* **Records provided**
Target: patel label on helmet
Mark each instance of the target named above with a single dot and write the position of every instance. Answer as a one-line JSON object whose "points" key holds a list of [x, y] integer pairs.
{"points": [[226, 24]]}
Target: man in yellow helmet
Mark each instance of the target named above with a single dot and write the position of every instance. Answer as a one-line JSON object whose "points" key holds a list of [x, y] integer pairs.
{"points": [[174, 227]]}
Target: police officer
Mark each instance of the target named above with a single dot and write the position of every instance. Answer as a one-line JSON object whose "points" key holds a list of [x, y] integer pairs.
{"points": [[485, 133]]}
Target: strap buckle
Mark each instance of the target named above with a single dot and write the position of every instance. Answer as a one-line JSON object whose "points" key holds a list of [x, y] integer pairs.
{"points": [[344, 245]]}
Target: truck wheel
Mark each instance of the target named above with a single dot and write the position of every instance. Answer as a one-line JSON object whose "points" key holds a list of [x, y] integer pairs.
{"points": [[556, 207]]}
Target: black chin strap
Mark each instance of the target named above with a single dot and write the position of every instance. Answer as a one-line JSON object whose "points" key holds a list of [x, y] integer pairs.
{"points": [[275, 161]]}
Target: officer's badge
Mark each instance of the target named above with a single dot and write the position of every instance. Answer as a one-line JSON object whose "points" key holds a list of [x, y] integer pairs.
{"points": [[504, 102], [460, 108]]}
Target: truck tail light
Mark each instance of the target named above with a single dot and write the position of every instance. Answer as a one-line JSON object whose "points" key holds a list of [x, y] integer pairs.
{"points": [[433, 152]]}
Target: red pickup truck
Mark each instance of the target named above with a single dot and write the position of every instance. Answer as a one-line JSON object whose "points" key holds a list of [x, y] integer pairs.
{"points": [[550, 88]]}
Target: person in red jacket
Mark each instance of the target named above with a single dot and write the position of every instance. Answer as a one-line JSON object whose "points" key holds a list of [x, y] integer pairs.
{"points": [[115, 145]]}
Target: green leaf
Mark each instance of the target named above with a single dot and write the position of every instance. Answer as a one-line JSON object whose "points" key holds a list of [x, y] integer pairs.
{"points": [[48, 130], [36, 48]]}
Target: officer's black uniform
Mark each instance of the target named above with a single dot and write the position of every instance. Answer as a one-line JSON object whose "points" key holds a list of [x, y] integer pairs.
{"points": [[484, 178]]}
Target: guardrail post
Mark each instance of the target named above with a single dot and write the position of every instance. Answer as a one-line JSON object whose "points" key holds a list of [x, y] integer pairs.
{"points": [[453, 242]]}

* **Exercise details**
Extract the closing run of lines, starting with the one containing "Target: truck tail light" and ending at the last, exactly as written.

* **The solution**
Target: truck tail light
Mark each instance of the target named above with a single dot and write the position of every instance. Answer as a one-line JSON object whose "points" key holds a list of [x, y] integer pairs.
{"points": [[433, 152]]}
Target: red pickup truck
Mark each instance of the target named above with a single dot and write the position of every instance. Answer as a one-line JSON object whose "points" key holds a list of [x, y] integer pairs.
{"points": [[550, 88]]}
Target: person in red jacket
Mark each instance of the target named above with a single dot and write the position of every instance. Answer as a one-line JSON object whose "points" key holds a list of [x, y] integer pairs.
{"points": [[115, 145]]}
Target: green leaf
Mark each instance of the target named above with a single dot and write the position of every instance. Answer as a one-line JSON object whose "points" key holds a list of [x, y] integer pairs.
{"points": [[48, 130], [36, 48]]}
Target: officer's black uniform
Mark each instance of the target named above with a single dot and write the position of every instance. Answer as a one-line JSON object whose "points" key holds a list of [x, y] integer pairs.
{"points": [[484, 178]]}
Target: guardrail post
Mark each instance of the target named above with a single dot and write the position of every instance. Answer as a one-line JSON object whose "points" key holds a list of [x, y] integer pairs.
{"points": [[453, 242]]}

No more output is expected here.